- _What is being asked_
Reproduce each line of the entries that carries "bush".
=== Begin Enclosure ===
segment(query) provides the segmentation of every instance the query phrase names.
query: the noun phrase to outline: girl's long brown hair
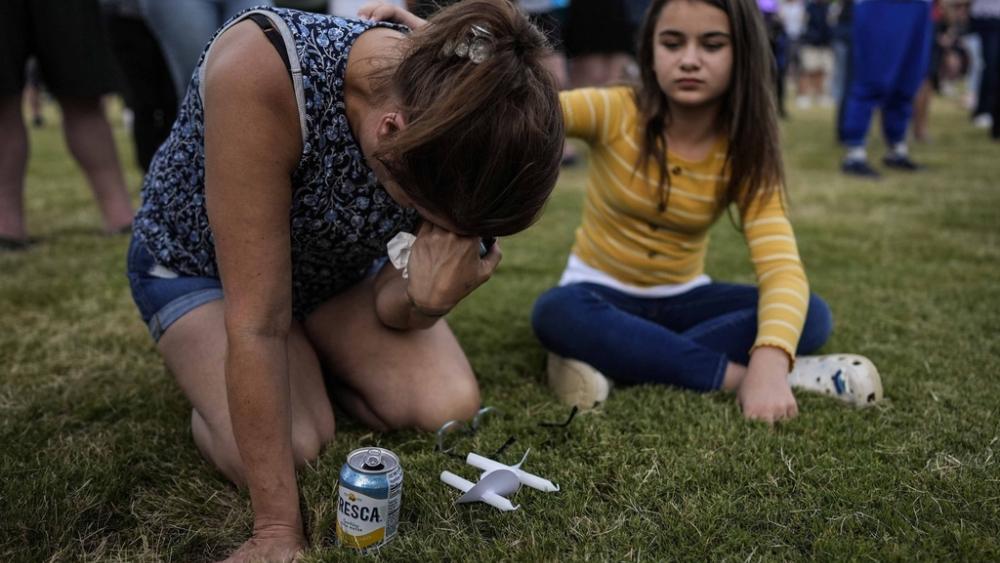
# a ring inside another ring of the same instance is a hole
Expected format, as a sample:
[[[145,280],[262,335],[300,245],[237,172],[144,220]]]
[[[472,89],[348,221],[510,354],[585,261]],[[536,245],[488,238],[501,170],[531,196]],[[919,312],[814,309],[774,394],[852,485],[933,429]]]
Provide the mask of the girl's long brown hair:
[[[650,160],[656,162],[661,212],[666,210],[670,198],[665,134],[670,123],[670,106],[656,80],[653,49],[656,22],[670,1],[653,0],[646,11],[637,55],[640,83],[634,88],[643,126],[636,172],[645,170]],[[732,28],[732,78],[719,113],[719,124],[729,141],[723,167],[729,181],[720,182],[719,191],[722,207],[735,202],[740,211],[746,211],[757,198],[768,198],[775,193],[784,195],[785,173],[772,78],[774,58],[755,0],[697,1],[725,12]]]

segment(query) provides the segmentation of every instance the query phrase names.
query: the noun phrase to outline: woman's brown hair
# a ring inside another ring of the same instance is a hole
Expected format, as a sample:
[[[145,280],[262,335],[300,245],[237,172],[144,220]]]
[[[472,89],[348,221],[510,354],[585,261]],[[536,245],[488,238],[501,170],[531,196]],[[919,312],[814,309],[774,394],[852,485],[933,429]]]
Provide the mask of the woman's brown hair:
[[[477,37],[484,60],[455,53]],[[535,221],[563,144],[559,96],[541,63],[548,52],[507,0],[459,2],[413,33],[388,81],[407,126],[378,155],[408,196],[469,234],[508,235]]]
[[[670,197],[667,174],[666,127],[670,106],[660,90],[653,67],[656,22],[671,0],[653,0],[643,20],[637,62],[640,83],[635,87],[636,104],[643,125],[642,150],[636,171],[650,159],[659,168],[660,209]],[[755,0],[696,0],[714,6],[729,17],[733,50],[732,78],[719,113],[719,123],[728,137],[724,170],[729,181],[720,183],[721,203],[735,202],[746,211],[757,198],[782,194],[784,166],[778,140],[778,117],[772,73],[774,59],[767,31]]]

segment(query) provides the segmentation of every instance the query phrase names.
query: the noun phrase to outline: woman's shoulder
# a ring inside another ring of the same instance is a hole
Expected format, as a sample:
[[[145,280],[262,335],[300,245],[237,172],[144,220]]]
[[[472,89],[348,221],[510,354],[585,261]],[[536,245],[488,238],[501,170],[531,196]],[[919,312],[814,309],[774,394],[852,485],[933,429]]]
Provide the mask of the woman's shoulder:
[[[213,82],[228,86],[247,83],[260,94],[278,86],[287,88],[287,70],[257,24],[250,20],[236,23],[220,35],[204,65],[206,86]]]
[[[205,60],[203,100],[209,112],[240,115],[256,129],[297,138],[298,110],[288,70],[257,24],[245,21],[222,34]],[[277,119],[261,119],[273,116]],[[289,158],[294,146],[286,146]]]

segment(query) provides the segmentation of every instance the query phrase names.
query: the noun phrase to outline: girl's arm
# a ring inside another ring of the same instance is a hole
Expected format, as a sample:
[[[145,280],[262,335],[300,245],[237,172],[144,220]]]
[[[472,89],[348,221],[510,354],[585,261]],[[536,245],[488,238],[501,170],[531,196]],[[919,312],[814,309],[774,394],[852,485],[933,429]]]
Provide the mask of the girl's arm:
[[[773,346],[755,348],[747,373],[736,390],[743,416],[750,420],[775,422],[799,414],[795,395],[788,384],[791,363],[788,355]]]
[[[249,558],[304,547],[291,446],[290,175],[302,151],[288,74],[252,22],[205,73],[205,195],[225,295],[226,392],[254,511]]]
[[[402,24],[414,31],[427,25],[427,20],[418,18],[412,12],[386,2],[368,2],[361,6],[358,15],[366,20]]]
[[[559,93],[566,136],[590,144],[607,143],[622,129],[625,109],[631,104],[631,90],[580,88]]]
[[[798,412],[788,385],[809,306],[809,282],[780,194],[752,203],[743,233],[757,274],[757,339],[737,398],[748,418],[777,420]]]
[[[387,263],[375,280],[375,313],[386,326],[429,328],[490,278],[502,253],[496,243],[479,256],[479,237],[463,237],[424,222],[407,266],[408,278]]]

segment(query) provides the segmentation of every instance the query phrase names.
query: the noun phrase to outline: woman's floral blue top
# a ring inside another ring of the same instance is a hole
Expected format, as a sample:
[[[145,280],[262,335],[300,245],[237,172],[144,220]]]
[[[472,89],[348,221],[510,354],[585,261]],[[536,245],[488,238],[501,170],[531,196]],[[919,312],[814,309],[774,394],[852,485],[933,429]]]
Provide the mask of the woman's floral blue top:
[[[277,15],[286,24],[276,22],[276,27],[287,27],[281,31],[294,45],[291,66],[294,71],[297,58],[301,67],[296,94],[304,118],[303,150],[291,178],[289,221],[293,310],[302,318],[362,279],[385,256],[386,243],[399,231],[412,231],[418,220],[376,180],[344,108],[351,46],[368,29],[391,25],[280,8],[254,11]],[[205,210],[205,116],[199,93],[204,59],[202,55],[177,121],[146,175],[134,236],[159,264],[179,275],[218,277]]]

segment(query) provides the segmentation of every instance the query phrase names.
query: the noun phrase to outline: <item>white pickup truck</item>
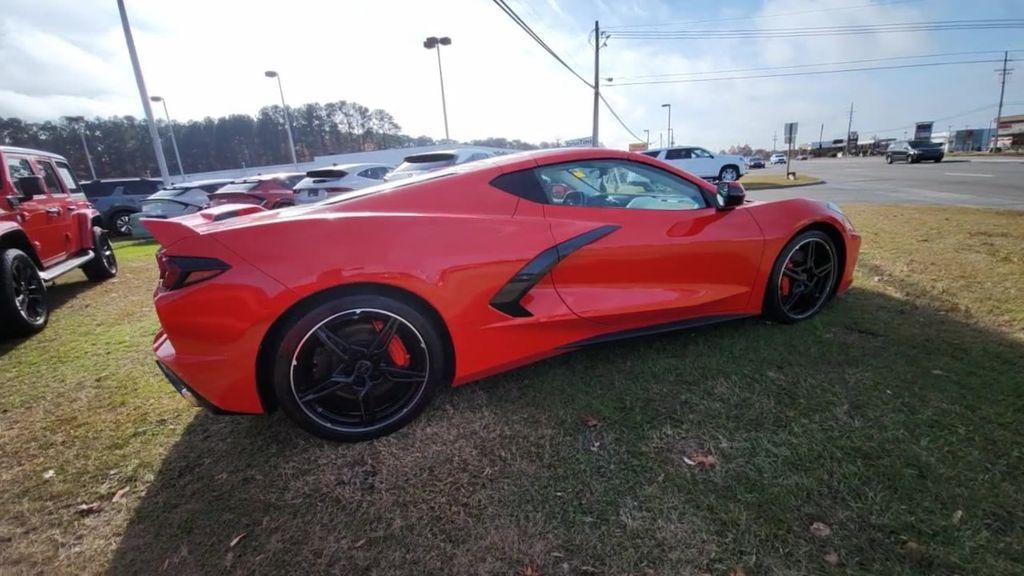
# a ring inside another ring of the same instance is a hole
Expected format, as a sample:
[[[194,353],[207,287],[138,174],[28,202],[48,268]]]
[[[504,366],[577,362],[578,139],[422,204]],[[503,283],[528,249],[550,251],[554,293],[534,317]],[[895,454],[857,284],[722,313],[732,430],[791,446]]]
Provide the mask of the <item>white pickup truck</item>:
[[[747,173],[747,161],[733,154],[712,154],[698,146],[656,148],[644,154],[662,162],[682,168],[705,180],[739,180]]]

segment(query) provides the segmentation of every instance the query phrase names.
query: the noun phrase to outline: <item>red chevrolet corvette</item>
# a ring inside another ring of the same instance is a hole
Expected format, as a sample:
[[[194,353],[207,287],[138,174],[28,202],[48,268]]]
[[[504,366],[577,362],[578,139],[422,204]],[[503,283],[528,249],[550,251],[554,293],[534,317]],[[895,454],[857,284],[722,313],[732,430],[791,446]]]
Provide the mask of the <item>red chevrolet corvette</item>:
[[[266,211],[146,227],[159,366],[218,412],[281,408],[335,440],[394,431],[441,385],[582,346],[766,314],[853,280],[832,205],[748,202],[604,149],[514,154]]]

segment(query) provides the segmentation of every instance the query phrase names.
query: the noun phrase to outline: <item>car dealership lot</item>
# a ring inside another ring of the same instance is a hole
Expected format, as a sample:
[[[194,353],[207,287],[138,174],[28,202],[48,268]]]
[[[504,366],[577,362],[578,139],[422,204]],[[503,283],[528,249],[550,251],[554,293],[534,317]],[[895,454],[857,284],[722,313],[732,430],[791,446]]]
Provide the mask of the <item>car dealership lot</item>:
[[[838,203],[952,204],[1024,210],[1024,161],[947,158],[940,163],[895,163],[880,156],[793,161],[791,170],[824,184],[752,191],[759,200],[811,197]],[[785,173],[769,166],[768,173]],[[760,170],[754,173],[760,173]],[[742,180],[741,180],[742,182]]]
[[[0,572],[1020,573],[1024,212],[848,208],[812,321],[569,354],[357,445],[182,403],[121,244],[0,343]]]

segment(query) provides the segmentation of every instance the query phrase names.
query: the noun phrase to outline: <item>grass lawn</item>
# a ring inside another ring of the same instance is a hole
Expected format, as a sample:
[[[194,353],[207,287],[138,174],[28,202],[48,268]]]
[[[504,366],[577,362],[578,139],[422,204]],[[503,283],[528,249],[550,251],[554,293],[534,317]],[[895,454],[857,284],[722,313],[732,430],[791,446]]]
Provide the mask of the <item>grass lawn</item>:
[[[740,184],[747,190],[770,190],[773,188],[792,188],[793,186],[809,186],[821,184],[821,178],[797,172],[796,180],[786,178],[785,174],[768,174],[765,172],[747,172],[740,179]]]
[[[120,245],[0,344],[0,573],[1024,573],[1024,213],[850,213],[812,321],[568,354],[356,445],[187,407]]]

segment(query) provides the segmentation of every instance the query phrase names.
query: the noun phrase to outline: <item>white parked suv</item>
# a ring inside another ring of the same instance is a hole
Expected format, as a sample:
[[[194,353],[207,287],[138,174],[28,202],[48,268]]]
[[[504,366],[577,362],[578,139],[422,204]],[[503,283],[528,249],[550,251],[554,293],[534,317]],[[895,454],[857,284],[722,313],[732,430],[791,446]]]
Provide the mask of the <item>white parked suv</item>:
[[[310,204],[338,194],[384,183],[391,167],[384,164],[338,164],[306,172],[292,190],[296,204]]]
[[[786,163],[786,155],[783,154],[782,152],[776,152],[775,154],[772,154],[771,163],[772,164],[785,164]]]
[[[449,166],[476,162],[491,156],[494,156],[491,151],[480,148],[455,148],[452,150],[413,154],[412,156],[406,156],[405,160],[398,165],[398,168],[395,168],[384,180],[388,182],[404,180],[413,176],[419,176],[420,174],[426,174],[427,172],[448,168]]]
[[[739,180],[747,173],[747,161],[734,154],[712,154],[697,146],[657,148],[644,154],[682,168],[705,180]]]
=== End Enclosure ===
=== Begin Enclosure ===
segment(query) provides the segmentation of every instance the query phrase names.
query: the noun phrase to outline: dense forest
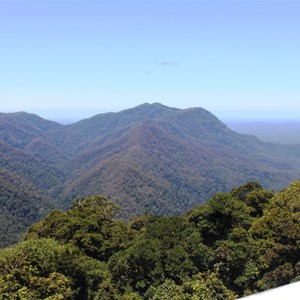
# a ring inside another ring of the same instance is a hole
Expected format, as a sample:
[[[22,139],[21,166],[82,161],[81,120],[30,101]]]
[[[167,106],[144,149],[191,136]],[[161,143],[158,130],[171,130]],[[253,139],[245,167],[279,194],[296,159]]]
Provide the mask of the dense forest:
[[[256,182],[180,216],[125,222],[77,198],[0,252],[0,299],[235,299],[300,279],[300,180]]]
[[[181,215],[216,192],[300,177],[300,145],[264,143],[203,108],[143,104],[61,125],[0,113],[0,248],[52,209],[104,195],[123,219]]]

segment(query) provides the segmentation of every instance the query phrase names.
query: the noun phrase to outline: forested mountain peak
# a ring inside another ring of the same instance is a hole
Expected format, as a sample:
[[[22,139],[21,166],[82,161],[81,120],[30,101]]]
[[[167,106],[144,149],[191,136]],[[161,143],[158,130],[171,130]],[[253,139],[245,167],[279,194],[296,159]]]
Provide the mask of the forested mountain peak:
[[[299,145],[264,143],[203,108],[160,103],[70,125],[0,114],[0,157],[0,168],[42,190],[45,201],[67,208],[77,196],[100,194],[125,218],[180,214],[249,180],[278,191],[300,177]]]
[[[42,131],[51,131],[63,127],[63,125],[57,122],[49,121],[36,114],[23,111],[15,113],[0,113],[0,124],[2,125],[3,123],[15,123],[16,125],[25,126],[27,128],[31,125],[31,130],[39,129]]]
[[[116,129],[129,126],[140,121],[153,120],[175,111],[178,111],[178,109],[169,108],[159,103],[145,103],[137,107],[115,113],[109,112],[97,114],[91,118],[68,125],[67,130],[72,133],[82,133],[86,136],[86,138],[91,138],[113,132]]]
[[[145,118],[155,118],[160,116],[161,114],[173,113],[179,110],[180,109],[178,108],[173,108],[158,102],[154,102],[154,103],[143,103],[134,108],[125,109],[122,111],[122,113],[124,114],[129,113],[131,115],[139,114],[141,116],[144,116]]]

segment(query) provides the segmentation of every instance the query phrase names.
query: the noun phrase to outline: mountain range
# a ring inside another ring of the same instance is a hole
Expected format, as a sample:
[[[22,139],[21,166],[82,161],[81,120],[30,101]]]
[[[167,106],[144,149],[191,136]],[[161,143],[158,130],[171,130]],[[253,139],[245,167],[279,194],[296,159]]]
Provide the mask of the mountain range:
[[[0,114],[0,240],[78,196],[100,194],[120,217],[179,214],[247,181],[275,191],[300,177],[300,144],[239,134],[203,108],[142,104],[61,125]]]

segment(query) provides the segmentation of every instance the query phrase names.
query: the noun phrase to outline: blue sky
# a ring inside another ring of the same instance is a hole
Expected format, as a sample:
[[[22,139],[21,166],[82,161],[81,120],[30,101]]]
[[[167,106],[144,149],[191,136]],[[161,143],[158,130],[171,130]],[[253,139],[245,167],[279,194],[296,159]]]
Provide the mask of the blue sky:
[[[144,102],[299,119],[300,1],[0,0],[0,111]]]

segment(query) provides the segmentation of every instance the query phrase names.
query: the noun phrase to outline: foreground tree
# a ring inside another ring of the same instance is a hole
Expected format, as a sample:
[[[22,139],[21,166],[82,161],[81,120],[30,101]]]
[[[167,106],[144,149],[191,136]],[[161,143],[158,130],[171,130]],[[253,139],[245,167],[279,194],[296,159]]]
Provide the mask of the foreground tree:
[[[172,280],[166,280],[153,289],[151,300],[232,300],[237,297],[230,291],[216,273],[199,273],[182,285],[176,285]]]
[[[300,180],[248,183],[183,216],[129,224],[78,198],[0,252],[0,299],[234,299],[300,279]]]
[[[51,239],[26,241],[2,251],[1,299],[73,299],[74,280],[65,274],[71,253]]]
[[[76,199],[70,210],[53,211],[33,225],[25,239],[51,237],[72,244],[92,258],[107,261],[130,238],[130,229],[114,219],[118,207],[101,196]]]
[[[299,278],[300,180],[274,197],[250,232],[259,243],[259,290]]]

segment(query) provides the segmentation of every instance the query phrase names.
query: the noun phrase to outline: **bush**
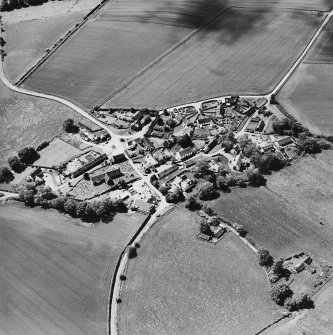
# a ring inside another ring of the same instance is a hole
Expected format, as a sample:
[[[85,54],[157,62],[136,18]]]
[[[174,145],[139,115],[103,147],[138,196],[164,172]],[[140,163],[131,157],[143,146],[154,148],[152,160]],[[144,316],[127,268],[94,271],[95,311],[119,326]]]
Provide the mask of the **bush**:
=== End Enclosure ===
- _Written solution_
query: the noun phrase to outline: **bush**
Provide the mask of the **bush**:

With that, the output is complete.